PROBLEM TO WORK ON |
Continue the announcement of the Today@Wayne Podcast launch from the point where it stops.

DOCUMENT EXTRACT |
May 12, 2021

Today@Wayne Podcast to launch May 18

Capitalizing on its wealth of influencers and thought leaders, Wayne State University will roll out a new podcast, the Today@Wayne Podcast, on May 18 that features interviews with WSU’s most prominent administrators, faculty, staff and alumni about the issues most affecting Detroit and the state.

The podcast, which will be released on Tuesday mornings of each week on the University’s website and popular podcasting platforms, will run for 10 weeks during the summer and resume in late August, at the start of the university’s fall semester.

“Given the university’s long, rich history in Detroit, we are excited about the opportunity to talk with listeners about our work and its benefits to the city, region and state,” said WSU’s Matt Lockwood, associate vice president of university communications and the podcast’s producer. “From the arts to medical and technological research to lending a hand in the fight against COVID-19, Wayne State has always played a key role in moving this city and state forward. And the Today@Wayne Podcast gives us yet another chance to underscore this fact in a fun, colorful and engaging way.”

Veteran journalist Darrell Dawsey, an associate director of communications at Wayne State, will host the Today@Wayne podcast.

PROVIDED RECORDS |
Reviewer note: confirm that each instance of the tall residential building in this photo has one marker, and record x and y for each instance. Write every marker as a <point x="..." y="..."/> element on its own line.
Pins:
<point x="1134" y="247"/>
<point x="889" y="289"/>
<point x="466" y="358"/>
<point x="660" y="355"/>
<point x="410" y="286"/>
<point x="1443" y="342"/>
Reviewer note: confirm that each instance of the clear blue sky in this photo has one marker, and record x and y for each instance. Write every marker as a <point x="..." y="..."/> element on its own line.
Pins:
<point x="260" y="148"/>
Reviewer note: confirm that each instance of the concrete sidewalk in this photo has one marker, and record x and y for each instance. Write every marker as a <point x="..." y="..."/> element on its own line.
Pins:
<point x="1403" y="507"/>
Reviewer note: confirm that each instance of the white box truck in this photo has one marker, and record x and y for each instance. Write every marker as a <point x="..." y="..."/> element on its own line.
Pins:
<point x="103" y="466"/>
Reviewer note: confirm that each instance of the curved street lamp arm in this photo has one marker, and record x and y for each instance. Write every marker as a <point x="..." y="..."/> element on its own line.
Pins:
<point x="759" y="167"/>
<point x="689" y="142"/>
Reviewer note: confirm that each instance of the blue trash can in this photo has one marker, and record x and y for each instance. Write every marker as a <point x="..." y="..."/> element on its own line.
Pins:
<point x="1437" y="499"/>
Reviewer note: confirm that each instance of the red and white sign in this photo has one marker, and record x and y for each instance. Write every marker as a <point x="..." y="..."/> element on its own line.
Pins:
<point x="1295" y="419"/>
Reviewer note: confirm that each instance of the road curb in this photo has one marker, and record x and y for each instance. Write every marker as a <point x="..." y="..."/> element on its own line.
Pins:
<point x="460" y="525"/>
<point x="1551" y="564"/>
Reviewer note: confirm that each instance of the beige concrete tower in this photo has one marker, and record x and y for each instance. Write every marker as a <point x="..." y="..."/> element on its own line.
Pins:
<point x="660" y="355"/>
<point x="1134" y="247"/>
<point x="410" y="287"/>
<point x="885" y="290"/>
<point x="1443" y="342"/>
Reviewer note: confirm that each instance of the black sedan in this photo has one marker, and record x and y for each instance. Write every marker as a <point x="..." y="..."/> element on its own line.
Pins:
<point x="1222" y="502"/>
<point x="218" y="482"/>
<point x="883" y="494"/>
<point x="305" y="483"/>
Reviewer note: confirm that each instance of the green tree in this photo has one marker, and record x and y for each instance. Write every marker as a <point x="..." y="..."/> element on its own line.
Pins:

RESPONSE BELOW |
The podcast will be hosted by veteran journalist Darrell Dawsey, an associate director of communications at WSU. A former newspaper reporter and the author of four books, Dawsey has worked at a number of media outlets locally and nationally, including the Detroit News, the New York Daily News and the Los Angeles Times. Dawsey has also served as host of American Black Journal, the longest-running Black news/issues program in the country.

Guests for the summer installments will include Police Chief Anthony Holt, a national leader in community policing and de-escalation training; Ned Staebler, the vice president of economic development and a driving force behind Wayne State’s investment in Detroit and the region over the past decade; WSU law professor Peter J. Hammer, the nationally acclaimed director of the Damon J. Keith Center for Civil Rights and a staunch defender of voting rights; and Graduate School Dean Amanda Bryant-Friedrich, a passionate advocate of advanced education at a time when some question the value of college degrees.